### [WHAT TO WORK ON]
Reproduce word for word the part of the thyroid cancer follow-up post below that starts with "The same indifference" and goes on through "would call later.".

### [TEXT PASSAGE]
# # # # #

*Shrug*

News vans lined the street as I drove up to the hospital. A major strike was being held by the Teamsters.  A 12.5% immediate raise was not enough, apparently. I was there to undergo annual thyroid cancer follow-up testing: blood and ultrasound.  I have been concerned about my one good vein, as this was my third blood draw in a month and an IV was placed there as well.  My GI problems prompted much investigation and I am still holding out on the Big Kahuna- the colonoscopy. I will probably not do it, as all of my tests came up normal.

My good vein held out just fine and the neck ultrasound was quick and dirty. I don’t think the tech even measured any lymph nodes.  I felt a heavy feeling of indifference as I walked out. This is not going to do anything to my life if it’s bad. It was already ruined when I was young and bright-eyed, with my whole life ahead of me.  A lot less of me is ahead now, and I am not young, nor bright-eyed anymore.

The same indifference accompanied me to the endocrinology appointment. All of my blood work is exactly the same, both USC’s and Beckman-Coulter’s assays show the same low TgAb and barely-there Tg that has been present for the last six and a half years. She told me to come back in six months. Instead of checking out and scheduling the follow-up appointment, I inadvertently slipped out an exit door that put me right in the middle of the head & neck surgery clinic. I only realized my mistake when I was back at work. I told myself I would call later.

# # # # #

### [RECORD EXCERPTS]
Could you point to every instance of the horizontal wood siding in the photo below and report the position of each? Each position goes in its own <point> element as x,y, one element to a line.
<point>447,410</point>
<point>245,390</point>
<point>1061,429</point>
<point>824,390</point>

# # # # #

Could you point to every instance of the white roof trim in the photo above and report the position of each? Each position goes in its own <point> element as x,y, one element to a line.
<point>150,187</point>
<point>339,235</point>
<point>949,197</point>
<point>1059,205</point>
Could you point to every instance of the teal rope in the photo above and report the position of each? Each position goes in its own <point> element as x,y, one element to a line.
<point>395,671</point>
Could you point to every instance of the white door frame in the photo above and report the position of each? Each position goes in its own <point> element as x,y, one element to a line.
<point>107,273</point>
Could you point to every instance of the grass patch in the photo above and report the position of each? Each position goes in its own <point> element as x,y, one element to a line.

# # # # #

### [EXERCISE ANSWER]
The same indifference accompanied me to the endocrinology appointment. All of my blood work is exactly the same, both USC’s and Beckman-Coulter’s assays show the same low TgAb and barely-there Tg that has been present for the last six and a half years. She told me to come back in six months. Instead of checking out and scheduling the follow-up appointment, I inadvertently slipped out an exit door that put me right in the middle of the head & neck surgery clinic. I only realized my mistake when I was back at work. I told myself I would call later.